(Data extracted from a collection)
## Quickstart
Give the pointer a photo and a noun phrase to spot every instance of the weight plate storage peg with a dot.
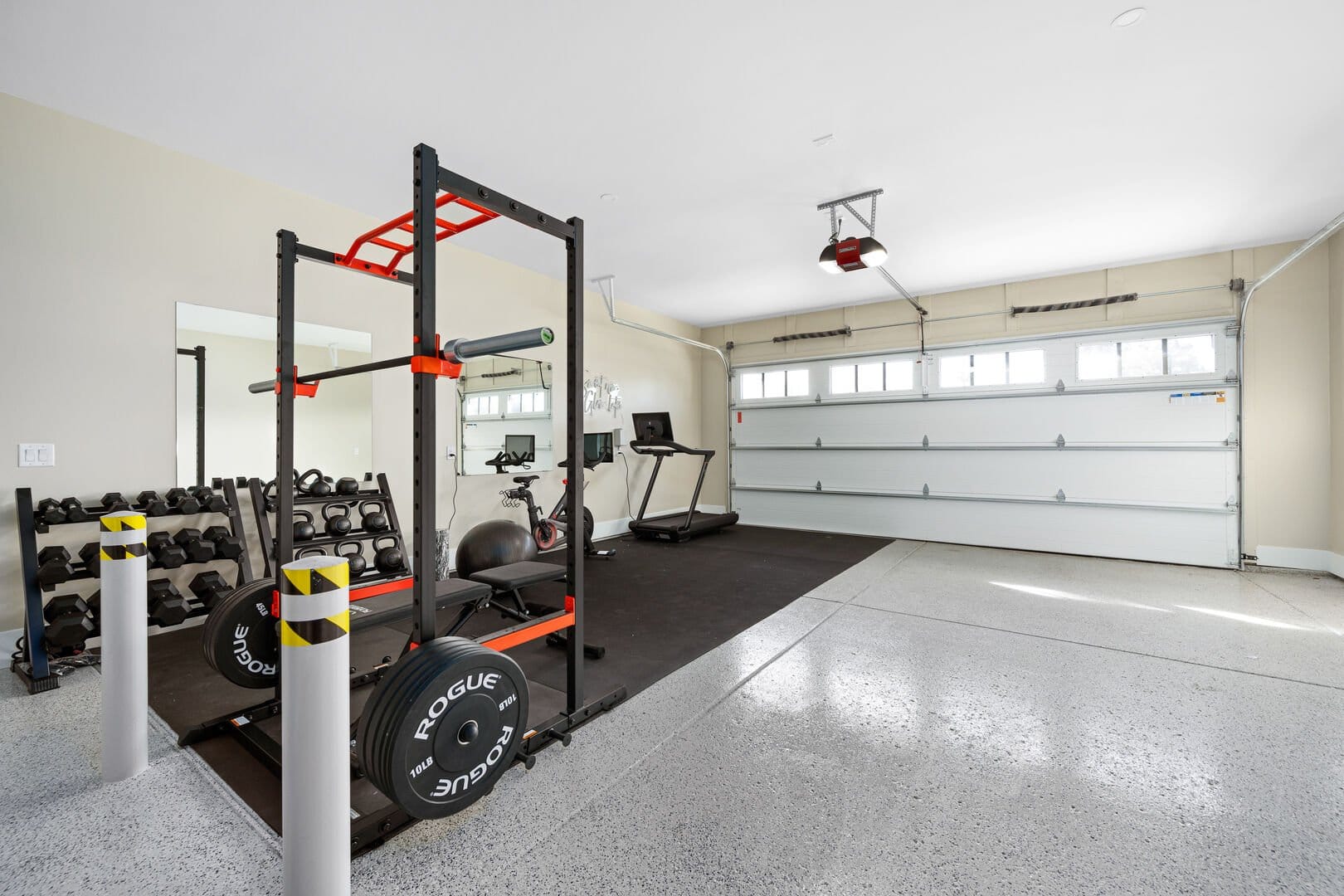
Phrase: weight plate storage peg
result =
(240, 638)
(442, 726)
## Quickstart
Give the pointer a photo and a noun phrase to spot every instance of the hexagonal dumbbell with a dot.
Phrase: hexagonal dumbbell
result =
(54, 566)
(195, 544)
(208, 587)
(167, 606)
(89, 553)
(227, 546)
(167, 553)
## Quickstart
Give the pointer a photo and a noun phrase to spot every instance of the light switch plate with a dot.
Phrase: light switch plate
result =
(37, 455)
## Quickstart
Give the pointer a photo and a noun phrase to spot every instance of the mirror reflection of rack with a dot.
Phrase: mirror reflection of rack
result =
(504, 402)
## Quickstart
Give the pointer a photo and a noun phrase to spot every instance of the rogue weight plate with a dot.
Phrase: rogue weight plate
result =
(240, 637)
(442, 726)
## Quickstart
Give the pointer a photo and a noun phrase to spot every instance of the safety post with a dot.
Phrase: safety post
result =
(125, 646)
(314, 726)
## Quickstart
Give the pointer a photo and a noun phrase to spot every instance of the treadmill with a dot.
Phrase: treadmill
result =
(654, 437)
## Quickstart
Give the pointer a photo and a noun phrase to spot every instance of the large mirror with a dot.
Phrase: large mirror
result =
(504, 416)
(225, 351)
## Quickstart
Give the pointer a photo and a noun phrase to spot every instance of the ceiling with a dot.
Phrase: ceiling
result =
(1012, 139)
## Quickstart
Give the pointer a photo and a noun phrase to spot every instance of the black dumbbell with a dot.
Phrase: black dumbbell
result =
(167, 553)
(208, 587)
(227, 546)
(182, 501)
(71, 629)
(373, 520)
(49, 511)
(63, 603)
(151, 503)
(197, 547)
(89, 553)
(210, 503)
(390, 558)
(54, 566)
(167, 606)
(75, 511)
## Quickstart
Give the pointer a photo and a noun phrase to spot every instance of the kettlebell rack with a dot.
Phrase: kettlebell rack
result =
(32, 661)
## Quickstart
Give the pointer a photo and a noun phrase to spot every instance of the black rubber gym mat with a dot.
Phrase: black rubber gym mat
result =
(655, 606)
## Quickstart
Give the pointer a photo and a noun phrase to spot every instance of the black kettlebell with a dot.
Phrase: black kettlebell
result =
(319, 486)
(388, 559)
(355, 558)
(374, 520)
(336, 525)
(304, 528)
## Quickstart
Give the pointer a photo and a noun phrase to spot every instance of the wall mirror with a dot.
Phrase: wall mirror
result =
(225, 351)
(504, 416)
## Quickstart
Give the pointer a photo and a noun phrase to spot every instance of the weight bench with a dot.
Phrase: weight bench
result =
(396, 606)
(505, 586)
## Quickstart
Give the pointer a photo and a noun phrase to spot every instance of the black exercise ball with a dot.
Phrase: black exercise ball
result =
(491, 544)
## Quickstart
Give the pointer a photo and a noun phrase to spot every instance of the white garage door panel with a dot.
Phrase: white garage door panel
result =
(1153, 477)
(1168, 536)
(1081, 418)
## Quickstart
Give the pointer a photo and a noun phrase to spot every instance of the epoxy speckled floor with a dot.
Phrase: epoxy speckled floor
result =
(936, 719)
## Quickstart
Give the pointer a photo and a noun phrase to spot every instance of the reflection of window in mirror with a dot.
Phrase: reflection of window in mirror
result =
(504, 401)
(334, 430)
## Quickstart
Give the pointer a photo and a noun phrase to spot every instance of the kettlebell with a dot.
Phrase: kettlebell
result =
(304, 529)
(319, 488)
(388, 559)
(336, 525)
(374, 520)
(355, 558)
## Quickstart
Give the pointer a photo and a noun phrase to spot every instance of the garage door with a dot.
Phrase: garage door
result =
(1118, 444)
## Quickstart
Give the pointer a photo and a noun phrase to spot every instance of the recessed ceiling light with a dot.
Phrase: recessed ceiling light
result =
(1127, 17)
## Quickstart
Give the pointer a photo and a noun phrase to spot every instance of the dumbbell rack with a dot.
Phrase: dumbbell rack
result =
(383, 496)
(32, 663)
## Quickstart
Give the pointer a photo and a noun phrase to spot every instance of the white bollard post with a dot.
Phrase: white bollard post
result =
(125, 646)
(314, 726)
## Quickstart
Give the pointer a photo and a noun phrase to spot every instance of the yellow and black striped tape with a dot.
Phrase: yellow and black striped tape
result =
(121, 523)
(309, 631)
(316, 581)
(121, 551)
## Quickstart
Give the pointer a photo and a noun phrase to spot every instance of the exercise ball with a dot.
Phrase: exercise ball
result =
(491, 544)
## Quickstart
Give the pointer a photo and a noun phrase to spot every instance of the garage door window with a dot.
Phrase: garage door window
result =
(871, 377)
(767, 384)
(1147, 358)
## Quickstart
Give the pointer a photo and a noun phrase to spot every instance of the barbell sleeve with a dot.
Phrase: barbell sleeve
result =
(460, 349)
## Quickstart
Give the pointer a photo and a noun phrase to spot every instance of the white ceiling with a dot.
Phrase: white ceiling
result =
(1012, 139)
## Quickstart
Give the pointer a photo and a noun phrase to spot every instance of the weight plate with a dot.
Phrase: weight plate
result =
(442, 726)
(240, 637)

About this exercise – Set the records down again precisely, skipping every image.

Exercise answer –
## Quickstart
Give the pointer a photo and a noun phrase to spot every instance of the weight plate storage peg with a dot.
Phrase: weight plate storage peg
result =
(240, 638)
(442, 726)
## Quickstart
Give the pointer a photo and a noun phrase to spot every instance of the hexagonal dumbbell with a dot.
Phrase: hexagonal dumbbell
result =
(54, 566)
(195, 544)
(208, 587)
(167, 606)
(89, 553)
(227, 546)
(167, 553)
## Quickstart
Give the pointer a photo and a noun phrase to spot every instance of the light switch plate with a dot.
Phrase: light switch plate
result =
(37, 455)
## Quickstart
Give the pointer a photo and a noun phrase to spot every instance of the mirror reflection of rack with a dot.
Phrase: mirror reflection of rack
result =
(504, 402)
## Quickstart
Give the pointer a photo and a noun phrase to spot every instance of the rogue weight plate with a dot.
Phrase: rogue weight plate
result =
(240, 637)
(442, 726)
## Quickstart
Give the pointer a photo and a noun phrase to spot every instance of the safety post with a dot.
Phrase: safety post
result =
(125, 646)
(314, 726)
## Quickstart
Give the pointer a photo and a noun phrase to spot every instance of the treadmill with a dot.
Phrase: treadmill
result =
(654, 437)
## Quickstart
Give the pointer a photo and a noun phrase to spot every instance of the large mirror with a dot.
Phrase: large mirror
result =
(504, 416)
(225, 351)
## Quickstart
Give the pointer a photo and a noun phrase to spot every instance of the ceiling with a dot.
Phrase: ceiling
result =
(1012, 139)
## Quickstart
Give the pointer a photo and a noun phrase to spot every instance of the black dumbbell with a dot.
Phrase: black dumbbell
result =
(167, 553)
(208, 587)
(227, 546)
(182, 501)
(71, 629)
(373, 520)
(49, 511)
(63, 603)
(151, 503)
(197, 547)
(89, 553)
(210, 503)
(390, 558)
(54, 566)
(167, 606)
(75, 511)
## Quickstart
Give the pointer a photo and a noun phrase to spot every instance of the kettlebell rack with a dot.
Phrase: kettlebell rack
result =
(32, 661)
## Quickstart
Give the pointer a photo and a noun phrase to spot every instance of the black rubber gym mat with a dot.
Phrase: black rubber gym mat
result =
(655, 606)
## Quickstart
Give the pointer a photo and a noun phrase to spot every instance of the black kettlebell with a dot.
Phrase: black kettlebell
result =
(319, 486)
(388, 559)
(355, 558)
(374, 520)
(336, 525)
(304, 528)
## Quickstart
Give the pointer a photo and a noun phrase to spot every instance of the wall mirror with a dot.
Phrase: wall mirror
result =
(225, 351)
(504, 416)
## Quickstart
Give the pointer a photo and a noun phrase to spot every instance of the weight bench with a dot.
Phrase: weight bench
result =
(396, 606)
(505, 586)
## Quickstart
Give the pointer a photo and a noun phrase to spot every instance of the black exercise ball with a dot.
Phrase: black exercise ball
result =
(491, 544)
## Quickstart
Give the pointer a photo and a noun phrase to spot every instance of the white garage door panel with a dot.
Phrase: white garage door panel
result =
(1153, 477)
(1168, 536)
(1081, 418)
## Quickstart
Give the pointer a photo and a noun phrase to spot every instance of the epoxy speckled floor with a dot.
Phrase: epoxy speckled floor
result =
(936, 719)
## Quickstart
Give the pointer a photo and a noun phrase to spot every instance of the reflection of window in mirror with a dot.
Phrase: reflection of window in mirror
result =
(504, 401)
(334, 430)
## Quickstart
Give the pointer a photo and a noun phrase to spot every instance of the kettlebell with a dot.
Phrase: kettlebell
result =
(304, 529)
(319, 488)
(388, 559)
(336, 525)
(374, 520)
(355, 558)
## Quickstart
Give the pointer a photo and a noun phrase to spot every instance of the garage door with a dot.
Phrase: garage door
result =
(1118, 444)
## Quickstart
Give the pointer a photo and a noun phrase to spot every instance of the recessed ceiling light with a dot.
Phrase: recessed ceiling light
result =
(1127, 17)
## Quickstart
Give the pointer a photo and a noun phrase to spot every instance of the dumbbell rack with a dot.
Phrase: dumbbell rack
result =
(383, 496)
(32, 663)
## Quickstart
Give the pointer a photo and a noun phrase to spot every instance of the white bollard post with a dot.
Phrase: white bollard post
result =
(125, 646)
(314, 726)
## Quickstart
Give the pointer a photo and a noun phrase to spot every instance of the yellow and black striped tape with a dot.
Phrase: yellow and black striped tape
result =
(121, 523)
(309, 631)
(316, 581)
(121, 551)
## Quickstart
Give the pointer a photo and a noun phrase to spot every instance of the exercise ball with a dot.
Phrase: exercise ball
result =
(491, 544)
## Quickstart
Give the pointer a photo and a noun phrase to spot every instance of the garage door window with a dot.
Phrase: garage door window
result =
(871, 377)
(767, 384)
(1147, 358)
## Quickstart
Give the pointer a photo and a noun phrase to spot every instance of the barbell sleeve with a dot.
Phrase: barbell sleeve
result =
(460, 349)
## Quickstart
Give the pointer a photo and a noun phrase to spot every instance of the white ceiling with a dot.
Phrase: white ceiling
result =
(1012, 139)
## Quickstart
Give the pointer a photo and a noun phrase to spot every instance of the weight plate with a dot.
Phrase: weight plate
result =
(442, 726)
(240, 637)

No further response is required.